■ Texte cité ■
────────────────

Cet article de la Nouvelle République montre que de nombreux gestionnaires de l'eau n'ont pas intégré les principes d'une politique apaisée de continuité et persistent dans un discours conflictuel où l'ouvrage, réduit à l'état de "verrou", doit disparaître. Que ce discours soit tenu par des militants d'associations privées ou des représentants de lobbies, pourquoi pas. Par des représentants d'administrations ou de structures à agrément public, c'est un problème, car la loi française n'a jamais donné mandat à quiconque pour détruire le patrimoine installé et ses nouveaux écosystèmes.

A l'Assemblée nationale

Question N° 30543de M. Julien Borowczyk (Loire)
M. Julien Borowczyk interroge Mme la ministre de la transition écologique et solidaire sur l'avenir des moulins. La destruction des seuils des moulins, dont 90 % ne constituent pas d'obstacles à la continuité écologique (source OFB), parce qu'ils offrent des avantages écologiques incontournables d'une part, serait inopportune. En effet, lorsque les hommes ont construit la plupart des seuils de moulins, au moyen-âge, ils n'ont rien inventé, ils se sont contentés de copier ce que les castors avaient fait. Leurs ouvrages ont les mêmes propriétés écologiques : biodiversité, amélioration de la qualité de l'eau, alimentations des zones humides. D'autre part, sur le versant économique, les moulins peuvent retrouver leur utilité par la production d'électricité qui contribue à une certaine indépendance énergétique et la production de farine, ingrédient indispensable en période de confinement. Il souhaite connaître son avis sur ce sujet.

────────────────

■ Données enregistrées ■
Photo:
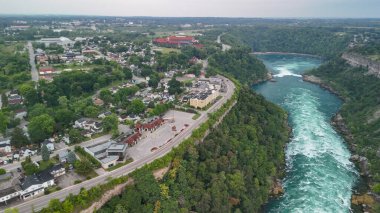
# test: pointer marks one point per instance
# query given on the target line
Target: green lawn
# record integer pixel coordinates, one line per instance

────────────────

■ Consigne de travail ■
D'après le texte sur les moulins, quelle part des seuils de moulins ne fait pas obstacle à la continuité écologique, selon l'OFB ?

■ Réponse attendue ■
90 % des seuils de moulins.